Mercilessly bullied at school, they were already aware of the dangers of atypicality, so I endeavored to present them with the positives. To tell them all I knew, which was the merest splotch on a spectrum of neural states so vast that one in 66 people in the world inhabit it. But when I told him it was as much a gift as a curse I was not dissembling (“Auties/Aspies” can’t). Gifts this young man was already displaying in abundance; topping nationwide exams and mathematical challenges. Atypicality not only gave them an approach to life that was original and creative, it equipped them with application not always found in the mainstream.
Putting my arms around him (“Aspies” develop a defensive bubble they allow few into: I was lucky to be one of them), I reassured that being different wasn’t bad. But for the men and women who lived, loved, ideated and worked differently, for reasons of sexuality, belief, neurodiversity, and more, there would have been no advances in science, art, or ways of living. Without the likes of Einstein, Newton, Emily Dickinson, and Bach, this planet would have been a much poorer place (long before 2020). They are the atypical to keep in mind, not Sheldon or Rain Man. Young neurodivergents like you, I encouraged, are the real X-Men. Mutants with a mission to change the world for the better, you are superheroes, not villains. You forge ahead to accomplish so much, surmounting the peer understanding and support you lack.

### ACTIVITY 1
Set down everything in the passage on neurodiversity from "Mercilessly bullied at" down to "in the mainstream.", word for word.
### ACTIVITY 2
Based on the passage on neurodiversity, are these statements true? Answer yes or no for each and quote the words that decide it.
(a) One in 66 people in the world inhabit the spectrum of neural states.
(b) The writer names Sheldon and Rain Man as the atypical to keep in mind.
(c) The young man was topping nationwide exams.
### ACTIVITY 3
In the passage on neurodiversity, what does the writer call young neurodivergents?

Natural language region descriptions
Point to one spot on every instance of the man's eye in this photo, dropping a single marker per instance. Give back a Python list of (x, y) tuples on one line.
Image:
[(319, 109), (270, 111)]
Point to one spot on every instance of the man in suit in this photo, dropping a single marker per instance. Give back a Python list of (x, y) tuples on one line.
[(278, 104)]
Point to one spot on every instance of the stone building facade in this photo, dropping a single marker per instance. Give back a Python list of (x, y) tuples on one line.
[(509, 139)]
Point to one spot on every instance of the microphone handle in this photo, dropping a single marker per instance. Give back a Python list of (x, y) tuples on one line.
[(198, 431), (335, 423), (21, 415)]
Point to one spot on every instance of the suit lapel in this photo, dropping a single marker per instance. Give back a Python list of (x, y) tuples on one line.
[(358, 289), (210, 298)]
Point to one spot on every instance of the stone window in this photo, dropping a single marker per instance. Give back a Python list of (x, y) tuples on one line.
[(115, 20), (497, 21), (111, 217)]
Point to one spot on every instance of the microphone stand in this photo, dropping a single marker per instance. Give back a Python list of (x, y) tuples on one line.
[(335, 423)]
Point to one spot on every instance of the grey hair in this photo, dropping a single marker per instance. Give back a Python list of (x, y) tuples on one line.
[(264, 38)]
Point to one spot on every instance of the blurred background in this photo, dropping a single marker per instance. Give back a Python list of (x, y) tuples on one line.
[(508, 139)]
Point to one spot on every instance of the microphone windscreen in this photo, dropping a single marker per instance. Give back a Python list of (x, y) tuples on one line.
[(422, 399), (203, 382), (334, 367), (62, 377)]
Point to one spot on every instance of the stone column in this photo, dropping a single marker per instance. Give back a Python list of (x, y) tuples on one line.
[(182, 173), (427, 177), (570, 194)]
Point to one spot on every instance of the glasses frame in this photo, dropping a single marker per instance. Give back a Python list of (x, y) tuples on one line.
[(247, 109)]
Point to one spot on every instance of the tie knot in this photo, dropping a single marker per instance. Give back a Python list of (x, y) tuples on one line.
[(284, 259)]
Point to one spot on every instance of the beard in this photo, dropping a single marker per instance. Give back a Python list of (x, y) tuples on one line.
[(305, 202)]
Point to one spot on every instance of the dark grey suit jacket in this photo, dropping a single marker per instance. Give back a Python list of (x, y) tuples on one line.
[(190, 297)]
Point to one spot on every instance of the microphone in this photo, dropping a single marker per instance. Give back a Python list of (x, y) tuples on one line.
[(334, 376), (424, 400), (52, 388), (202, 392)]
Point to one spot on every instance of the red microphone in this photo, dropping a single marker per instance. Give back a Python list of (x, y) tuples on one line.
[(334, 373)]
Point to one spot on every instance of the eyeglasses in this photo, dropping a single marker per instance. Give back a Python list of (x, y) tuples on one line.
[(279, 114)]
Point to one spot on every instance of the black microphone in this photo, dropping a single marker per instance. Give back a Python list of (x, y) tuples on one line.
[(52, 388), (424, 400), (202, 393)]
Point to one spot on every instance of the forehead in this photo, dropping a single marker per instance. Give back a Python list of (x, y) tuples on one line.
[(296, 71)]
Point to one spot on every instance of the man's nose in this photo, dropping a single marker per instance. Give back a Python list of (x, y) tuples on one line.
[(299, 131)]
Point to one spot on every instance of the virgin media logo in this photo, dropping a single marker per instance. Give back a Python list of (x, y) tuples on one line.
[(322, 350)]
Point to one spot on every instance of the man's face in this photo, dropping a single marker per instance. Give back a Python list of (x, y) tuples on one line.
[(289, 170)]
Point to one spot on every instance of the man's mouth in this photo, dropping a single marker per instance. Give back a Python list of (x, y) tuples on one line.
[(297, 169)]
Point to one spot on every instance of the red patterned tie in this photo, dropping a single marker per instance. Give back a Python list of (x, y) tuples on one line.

### TASK SOLUTION 1
Mercilessly bullied at school, they were already aware of the dangers of atypicality, so I endeavored to present them with the positives. To tell them all I knew, which was the merest splotch on a spectrum of neural states so vast that one in 66 people in the world inhabit it. But when I told him it was as much a gift as a curse I was not dissembling (“Auties/Aspies” can’t). Gifts this young man was already displaying in abundance; topping nationwide exams and mathematical challenges. Atypicality not only gave them an approach to life that was original and creative, it equipped them with application not always found in the mainstream.

### TASK SOLUTION 2
(a) Yes: "one in 66 people in the world inhabit it"
(b) No: "They are the atypical to keep in mind, not Sheldon or Rain Man."
(c) Yes: "topping nationwide exams and mathematical challenges"

### TASK SOLUTION 3
The real X-Men.